> TASK TO CARRY OUT: Write out all of the data exactly as it appears.

-------- DATA

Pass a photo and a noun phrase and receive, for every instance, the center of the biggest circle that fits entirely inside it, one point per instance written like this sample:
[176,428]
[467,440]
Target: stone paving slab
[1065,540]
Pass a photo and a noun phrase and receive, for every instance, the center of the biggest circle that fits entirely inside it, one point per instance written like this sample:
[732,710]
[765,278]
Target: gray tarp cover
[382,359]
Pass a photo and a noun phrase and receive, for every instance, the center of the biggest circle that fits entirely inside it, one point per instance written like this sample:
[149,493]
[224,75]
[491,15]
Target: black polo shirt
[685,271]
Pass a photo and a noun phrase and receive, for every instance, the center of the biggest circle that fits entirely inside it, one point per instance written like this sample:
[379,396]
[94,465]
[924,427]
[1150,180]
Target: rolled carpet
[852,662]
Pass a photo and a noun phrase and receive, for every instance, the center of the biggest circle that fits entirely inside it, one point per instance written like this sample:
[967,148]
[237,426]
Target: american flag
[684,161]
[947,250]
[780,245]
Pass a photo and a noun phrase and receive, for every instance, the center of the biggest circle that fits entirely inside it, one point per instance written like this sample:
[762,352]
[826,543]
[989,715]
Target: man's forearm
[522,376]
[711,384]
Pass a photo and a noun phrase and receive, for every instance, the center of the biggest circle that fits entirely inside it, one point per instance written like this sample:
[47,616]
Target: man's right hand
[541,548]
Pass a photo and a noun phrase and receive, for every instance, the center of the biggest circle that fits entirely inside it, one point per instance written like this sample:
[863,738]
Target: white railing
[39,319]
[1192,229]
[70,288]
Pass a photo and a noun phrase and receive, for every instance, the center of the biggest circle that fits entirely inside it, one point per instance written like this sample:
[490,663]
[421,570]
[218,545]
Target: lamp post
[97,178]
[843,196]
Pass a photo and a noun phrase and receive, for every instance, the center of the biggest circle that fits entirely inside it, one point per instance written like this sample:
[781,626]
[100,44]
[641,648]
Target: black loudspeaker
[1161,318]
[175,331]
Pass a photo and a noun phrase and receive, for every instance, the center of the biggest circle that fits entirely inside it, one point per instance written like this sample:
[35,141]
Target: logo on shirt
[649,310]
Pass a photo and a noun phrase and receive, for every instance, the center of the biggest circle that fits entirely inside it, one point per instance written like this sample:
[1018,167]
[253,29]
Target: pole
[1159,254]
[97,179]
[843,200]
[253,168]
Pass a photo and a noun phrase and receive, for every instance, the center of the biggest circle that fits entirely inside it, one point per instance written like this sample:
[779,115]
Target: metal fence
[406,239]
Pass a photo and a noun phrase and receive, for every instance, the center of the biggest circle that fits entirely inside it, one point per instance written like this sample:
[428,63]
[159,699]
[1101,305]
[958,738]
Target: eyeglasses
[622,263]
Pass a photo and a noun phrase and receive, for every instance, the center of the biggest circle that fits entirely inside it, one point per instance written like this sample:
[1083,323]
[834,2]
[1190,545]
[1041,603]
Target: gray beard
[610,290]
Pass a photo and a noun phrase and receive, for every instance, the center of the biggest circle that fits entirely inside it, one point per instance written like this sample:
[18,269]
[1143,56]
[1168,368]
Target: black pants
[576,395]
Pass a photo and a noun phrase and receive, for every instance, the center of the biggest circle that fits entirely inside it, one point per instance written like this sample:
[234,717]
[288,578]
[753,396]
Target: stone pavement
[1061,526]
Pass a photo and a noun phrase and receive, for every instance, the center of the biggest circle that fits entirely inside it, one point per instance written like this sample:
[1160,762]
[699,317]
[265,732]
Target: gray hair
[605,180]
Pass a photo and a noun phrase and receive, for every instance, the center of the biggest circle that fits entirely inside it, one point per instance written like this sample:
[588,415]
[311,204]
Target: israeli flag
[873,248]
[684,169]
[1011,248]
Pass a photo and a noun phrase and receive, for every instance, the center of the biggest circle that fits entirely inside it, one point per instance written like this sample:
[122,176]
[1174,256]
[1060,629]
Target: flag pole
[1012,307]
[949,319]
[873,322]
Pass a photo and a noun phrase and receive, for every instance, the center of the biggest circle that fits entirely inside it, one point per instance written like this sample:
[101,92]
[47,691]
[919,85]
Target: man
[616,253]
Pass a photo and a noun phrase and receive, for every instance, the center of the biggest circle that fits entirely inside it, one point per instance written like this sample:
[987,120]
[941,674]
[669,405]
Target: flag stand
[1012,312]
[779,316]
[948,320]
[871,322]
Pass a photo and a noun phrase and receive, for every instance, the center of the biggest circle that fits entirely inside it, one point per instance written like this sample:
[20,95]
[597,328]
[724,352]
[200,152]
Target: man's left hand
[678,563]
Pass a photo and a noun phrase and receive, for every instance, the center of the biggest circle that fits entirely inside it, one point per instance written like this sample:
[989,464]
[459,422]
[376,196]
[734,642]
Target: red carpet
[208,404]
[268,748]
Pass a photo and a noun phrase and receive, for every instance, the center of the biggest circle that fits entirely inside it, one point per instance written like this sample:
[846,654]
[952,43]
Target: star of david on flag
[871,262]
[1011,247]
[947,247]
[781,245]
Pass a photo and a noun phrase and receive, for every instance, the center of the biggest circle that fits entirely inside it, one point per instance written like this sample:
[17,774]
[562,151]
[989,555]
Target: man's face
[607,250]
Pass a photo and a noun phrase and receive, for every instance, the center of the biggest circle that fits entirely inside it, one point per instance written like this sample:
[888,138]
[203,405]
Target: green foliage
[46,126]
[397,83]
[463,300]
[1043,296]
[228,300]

----------------

> TASK RESULT:
Pass a photo and a noun phrase and receive, for every instance, the center of the biggest circle that fits entirely inside it, one point per instance written like this sample:
[176,428]
[467,440]
Target: stone paving slab
[1065,540]
Pass a photo and a noun phrase and receive, for every instance, the center of the biggest circle that fits entirely inside it, one point per instance written like this sample:
[732,710]
[765,278]
Target: gray tarp cover
[382,359]
Pass a photo and a noun phrase and receive, for every instance, the center of the biggest circle that fits entirely inside it, one point per instance written like this sample:
[149,493]
[224,75]
[491,15]
Target: black polo shirt
[685,271]
Pass a photo and a noun phrase and receive, for every instance, the center of the biggest circle that fits entirely inside it, one point per instance written like this sample:
[379,396]
[94,465]
[924,427]
[1150,180]
Target: rolled carpet
[852,662]
Pass a photo and a noun phrase and receive, for every instance, the center of the biggest circle that fits entirely inside it, one point per instance written like this sample:
[967,148]
[237,426]
Target: american flag
[684,161]
[947,250]
[780,245]
Pass a photo and a noun phrase and receive, for every instance, the center of the biggest circle that fits entirely inside it, one point per instance written like this sample:
[762,352]
[826,543]
[989,715]
Target: man's forearm
[522,376]
[711,384]
Pass a photo and a noun phrase and receive, for every instance, the center of the biggest circle that fits entirely inside it, one point per instance written like this sample:
[47,616]
Target: man's right hand
[541,548]
Pass a photo and a noun phrase and receive, for every instance, the center of the biggest circle that fits entirely inside it, one point per instance written like this sample:
[863,738]
Target: white railing
[39,319]
[1192,229]
[70,288]
Pass a photo and a noun phrase and receive, for every instance, the center of the biggest circle that fits entirely inside it, one point per instance written like this sample:
[490,663]
[421,570]
[218,545]
Target: lamp post
[97,178]
[843,196]
Pass a photo and a noun phrase and receive, for every instance, the center of the biggest circle that fits entirely inside it, one point per instance written like this sample:
[781,626]
[100,44]
[641,648]
Target: black loudspeaker
[1161,318]
[175,331]
Pass a photo and a noun phrase and receive, for every instance, the center of the biggest circle that fits entirely inside it, one point per instance written like this sample:
[35,141]
Target: logo on shirt
[649,310]
Pass a photo and a noun phrase and receive, for every instance, the center of the biggest circle that fits entirely inside it, one point per instance written like this sample:
[1018,167]
[253,29]
Target: pole
[1159,254]
[97,179]
[843,200]
[253,168]
Pass a photo and a noun phrase and receive, for every instance, the center of the biggest circle that fits entirely inside it, one point per instance written like this sample:
[779,115]
Target: metal fence
[406,239]
Pass a photo and a noun phrase and receive, for every instance, the center of the biggest circle that fits entirely inside it, one point per instance written like this sample:
[428,63]
[159,699]
[1101,305]
[958,738]
Target: eyeglasses
[622,263]
Pass a photo and a noun phrase and receive, for every instance, the center of the biggest circle that fits entirely inside it, one point per instance written like this sample:
[1083,323]
[834,2]
[1190,545]
[1041,603]
Target: gray beard
[610,290]
Pass a photo and a noun phrase and receive, for every instance, the center of the biggest circle that fits entirely inside it, one point per instance written like this sample:
[18,269]
[1143,56]
[1168,368]
Target: black pants
[576,395]
Pass a photo and a noun phrase and receive, for every instance, the center of the biggest circle that fits entirely inside it, one point per instance written like this sample:
[234,717]
[288,578]
[753,396]
Target: stone pavement
[1061,526]
Pass a photo and a noun phrase and receive, for every instance, the center of the biggest circle that fits entirely inside it, one point per instance written like this sample:
[1160,762]
[699,317]
[265,732]
Target: gray hair
[605,180]
Pass a photo and a noun phrase and receive, for every instance, the center of the biggest circle that fits entirely inside it, one point per instance written like this sample:
[588,415]
[311,204]
Target: israeli flag
[873,248]
[684,169]
[1011,248]
Pass a photo and a noun phrase and receive, for every instance, the center of the biggest circle that fits entirely inside it, one point per instance written like this sample:
[122,176]
[1174,256]
[1060,629]
Target: flag pole
[1012,307]
[949,319]
[873,322]
Pass a photo and a noun phrase and receive, for every instance, the center of the biggest circle that fits entirely inside it, one point per instance written like this sample:
[101,92]
[47,691]
[919,85]
Target: man
[616,253]
Pass a photo and a noun phrase and receive, for every instance, the center of the biggest circle that fits entirely inside it, one point per instance written like this sample:
[987,120]
[941,674]
[669,405]
Target: flag stand
[1012,312]
[779,316]
[948,320]
[871,322]
Pass a photo and a noun phrase and receive, for every instance, the center of the biggest circle that fits entirely inside it, one point per instance written like this sample:
[20,95]
[597,328]
[724,352]
[200,152]
Target: man's left hand
[678,563]
Pass a photo and a noun phrase and receive, for every instance, the center of the biggest circle that fits entirely inside it, one point per instance written like this sample:
[989,464]
[459,422]
[376,196]
[734,642]
Target: red carpet
[208,404]
[268,748]
Pass a photo and a noun phrase and receive, for every instance, the center of the biggest circle that fits entirely inside it, one point per instance written like this sample:
[846,654]
[952,43]
Target: star of david on flag
[871,262]
[1011,247]
[947,247]
[781,245]
Pass a photo and a noun phrase and receive, for every instance, the center of the biggest circle that fits entirely inside it, one point per instance written like this sample:
[17,774]
[562,151]
[989,555]
Target: man's face
[607,250]
Pass a photo and a noun phrase and receive, for every instance, the center of the biggest circle that fits entirely inside it, one point per instance written like this sample:
[888,138]
[203,405]
Target: green foliage
[46,126]
[397,83]
[463,300]
[1043,296]
[228,300]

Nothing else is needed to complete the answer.